Task brief » Copy the material from its beginning up to and including the line with "rough mask: <svg". Leave out the pictures.

Collected data

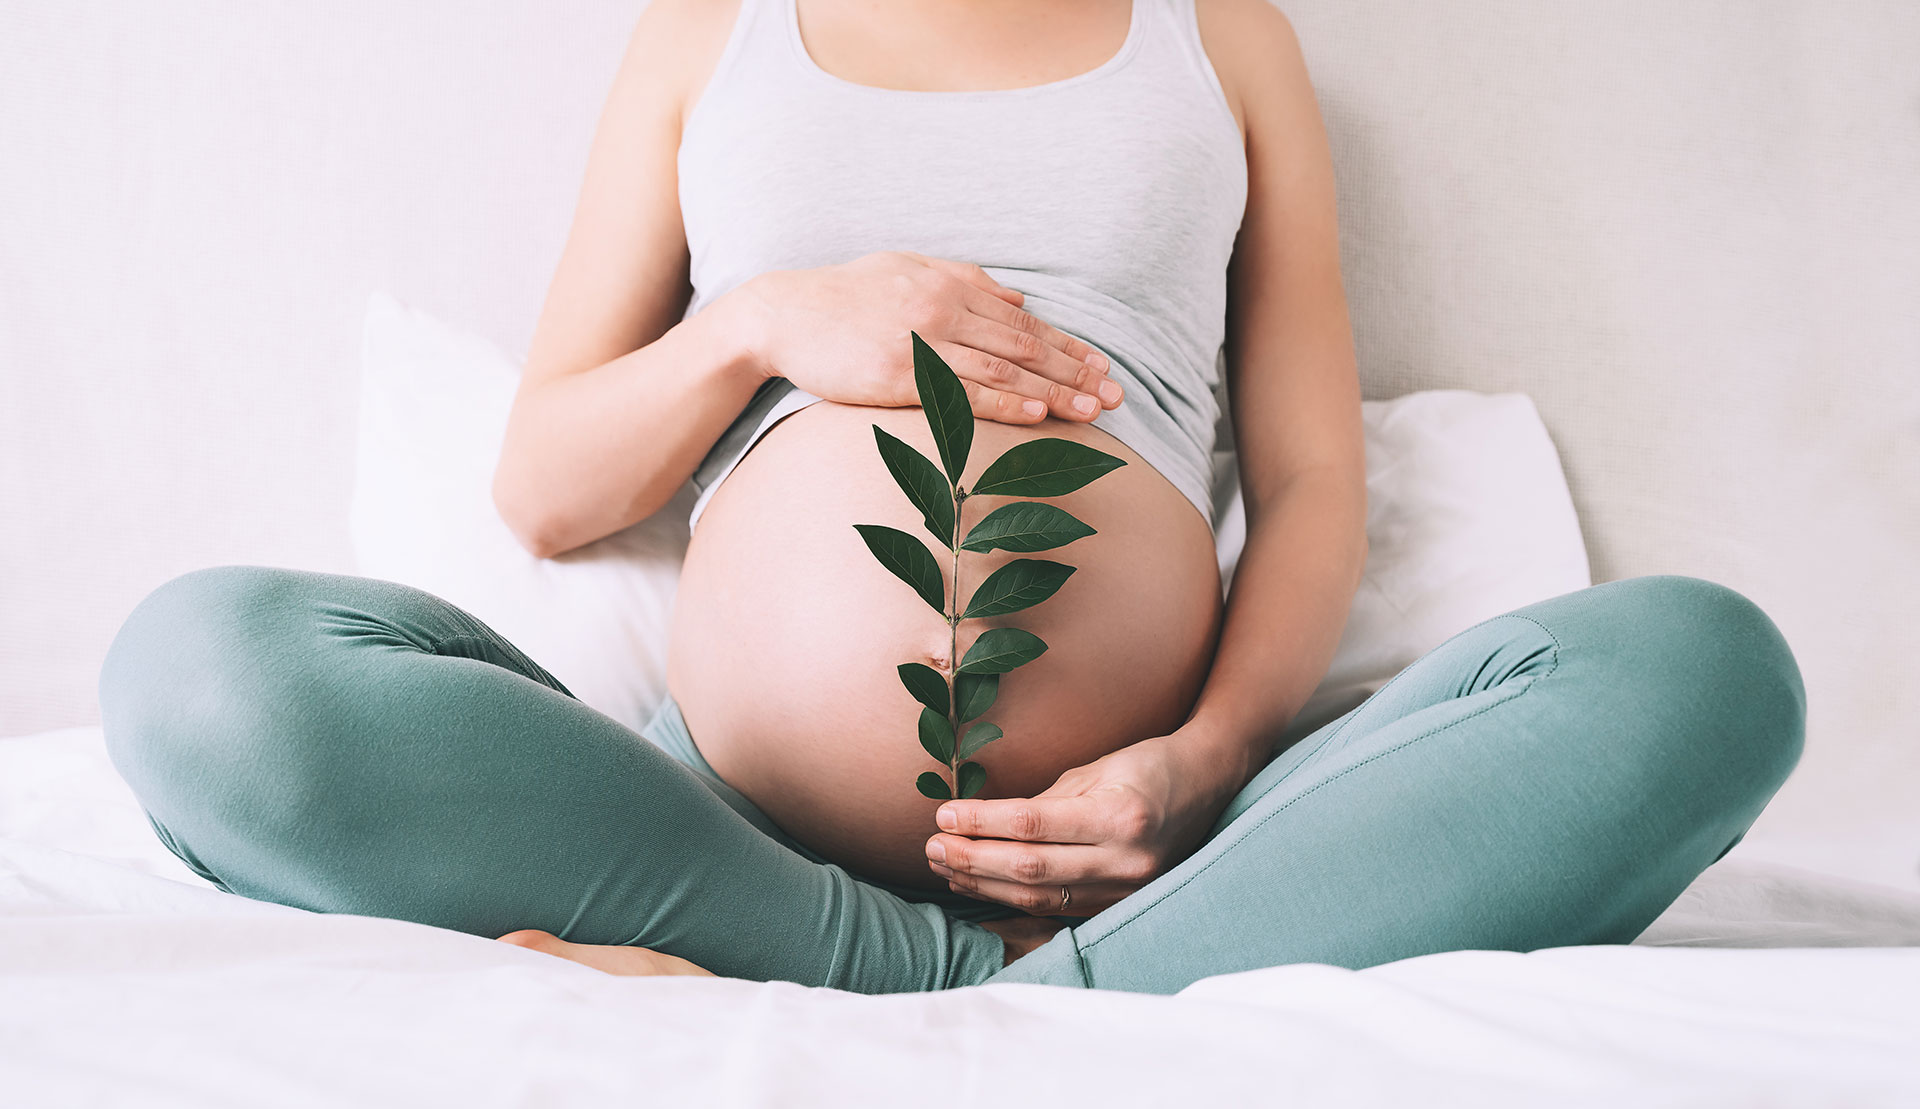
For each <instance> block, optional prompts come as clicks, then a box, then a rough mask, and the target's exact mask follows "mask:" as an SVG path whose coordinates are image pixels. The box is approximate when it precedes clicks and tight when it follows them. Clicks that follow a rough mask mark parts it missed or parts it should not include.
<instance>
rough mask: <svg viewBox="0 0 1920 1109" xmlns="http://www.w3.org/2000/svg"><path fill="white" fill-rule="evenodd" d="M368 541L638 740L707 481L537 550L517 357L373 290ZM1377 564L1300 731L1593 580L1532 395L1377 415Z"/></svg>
mask: <svg viewBox="0 0 1920 1109" xmlns="http://www.w3.org/2000/svg"><path fill="white" fill-rule="evenodd" d="M361 359H363V380H361V424H359V457H357V472H355V478H353V505H351V535H353V554H355V564H357V572H359V574H365V576H371V578H386V579H390V581H405V583H409V585H417V587H420V589H426V591H428V593H434V595H438V597H444V599H447V601H451V602H453V604H459V606H461V608H465V610H467V612H470V614H474V616H478V618H480V620H484V622H486V624H488V625H492V627H493V629H495V631H499V633H501V635H505V637H507V639H511V641H513V643H515V645H518V647H520V650H524V652H526V654H528V656H530V658H534V660H536V662H540V664H541V666H545V668H547V670H549V672H551V673H553V675H555V677H559V679H561V681H563V683H564V685H566V687H568V689H572V691H574V695H578V696H580V698H582V700H584V702H588V704H591V706H593V708H597V710H601V712H605V714H607V716H611V718H614V720H618V721H622V723H626V725H628V727H634V729H639V727H641V725H643V723H645V721H647V718H649V716H651V714H653V710H655V708H657V706H659V702H660V700H662V698H664V696H666V627H668V616H670V612H672V601H674V587H676V585H678V579H680V560H682V558H684V554H685V547H687V512H689V510H691V507H693V485H691V484H687V485H682V489H680V491H678V493H676V495H674V499H672V503H668V505H666V507H664V508H660V510H659V512H655V514H653V516H649V518H647V520H641V522H639V524H636V526H632V528H628V530H624V531H618V533H614V535H609V537H605V539H601V541H597V543H589V545H586V547H580V549H578V551H568V553H566V554H561V556H557V558H534V556H532V554H528V553H526V551H524V549H522V547H520V545H518V543H516V541H515V537H513V533H511V531H509V530H507V526H505V524H503V522H501V520H499V514H497V512H495V510H493V499H492V478H493V462H495V459H497V455H499V443H501V436H503V432H505V426H507V409H509V407H511V403H513V391H515V386H516V382H518V374H520V366H518V361H516V359H513V357H509V355H507V353H503V351H501V349H499V347H495V345H493V343H490V342H488V340H482V338H478V336H474V334H468V332H463V330H457V328H453V326H447V324H445V322H442V320H436V319H434V317H430V315H426V313H422V311H417V309H411V307H407V305H401V303H399V301H396V299H394V297H392V295H388V294H386V292H374V294H372V297H371V299H369V305H367V320H365V334H363V347H361ZM1363 416H1365V428H1367V495H1369V507H1367V539H1369V545H1371V553H1369V556H1367V572H1365V579H1363V583H1361V587H1359V593H1357V595H1356V599H1354V608H1352V612H1350V616H1348V625H1346V633H1344V637H1342V641H1340V649H1338V652H1336V654H1334V660H1332V666H1331V668H1329V673H1327V679H1325V681H1323V683H1321V685H1319V689H1317V691H1315V695H1313V698H1311V700H1309V702H1308V706H1306V708H1304V710H1302V714H1300V716H1298V718H1296V721H1294V723H1292V727H1288V733H1304V731H1306V729H1311V727H1317V725H1319V723H1323V721H1327V720H1332V718H1334V716H1340V714H1342V712H1346V710H1348V708H1352V706H1354V704H1359V702H1361V700H1365V696H1367V695H1369V693H1373V691H1375V689H1379V687H1380V685H1382V683H1384V681H1386V679H1388V677H1392V675H1394V673H1396V672H1400V670H1402V668H1405V666H1407V664H1409V662H1413V660H1415V658H1419V656H1421V654H1425V652H1427V650H1430V649H1432V647H1438V645H1440V643H1442V641H1444V639H1448V637H1450V635H1453V633H1455V631H1461V629H1465V627H1469V625H1473V624H1476V622H1480V620H1484V618H1488V616H1498V614H1501V612H1507V610H1511V608H1517V606H1521V604H1528V602H1532V601H1542V599H1546V597H1555V595H1559V593H1567V591H1572V589H1580V587H1584V585H1588V583H1590V578H1588V564H1586V547H1584V543H1582V539H1580V526H1578V520H1576V518H1574V510H1572V501H1571V497H1569V495H1567V482H1565V478H1563V474H1561V466H1559V457H1557V453H1555V451H1553V443H1551V441H1549V439H1548V434H1546V428H1544V426H1542V424H1540V416H1538V413H1536V411H1534V405H1532V401H1530V399H1526V397H1524V395H1521V393H1501V395H1482V393H1469V391H1455V389H1448V391H1427V393H1411V395H1405V397H1398V399H1392V401H1367V403H1365V405H1363ZM1213 464H1215V482H1213V505H1215V520H1217V539H1219V560H1221V572H1223V574H1225V576H1229V578H1231V574H1233V568H1235V562H1236V560H1238V554H1240V545H1242V543H1244V539H1246V524H1244V520H1246V516H1244V510H1242V507H1240V489H1238V468H1236V466H1235V457H1233V443H1231V426H1229V424H1227V422H1225V418H1223V420H1221V447H1219V449H1217V451H1215V453H1213Z"/></svg>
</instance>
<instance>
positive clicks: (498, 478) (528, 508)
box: [493, 466, 564, 558]
mask: <svg viewBox="0 0 1920 1109" xmlns="http://www.w3.org/2000/svg"><path fill="white" fill-rule="evenodd" d="M493 512H495V514H499V520H501V524H505V526H507V531H511V533H513V537H515V541H516V543H518V545H520V547H522V549H524V551H526V553H528V554H532V556H534V558H553V556H555V554H559V553H561V551H564V547H561V545H559V543H557V541H555V528H553V520H551V518H549V516H547V514H545V512H538V510H536V507H532V505H528V499H526V495H524V491H522V487H520V485H518V484H516V482H513V480H511V478H509V474H507V468H505V466H499V468H495V470H493Z"/></svg>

Exercise result »
For each <instance> block, optional prompts come as clicks, then a box, then a rough mask, and the target's exact mask follows "mask:" as an SVG path whose coordinates are image pixels. The box is approximate when it precedes clicks and tight when it follows them. Clicks that follow a rough mask mark parts it missed or parts it should not include.
<instance>
rough mask: <svg viewBox="0 0 1920 1109" xmlns="http://www.w3.org/2000/svg"><path fill="white" fill-rule="evenodd" d="M368 541L638 740L707 481L537 550L517 357L373 290ZM1377 564L1300 731L1593 580L1532 395L1377 415Z"/></svg>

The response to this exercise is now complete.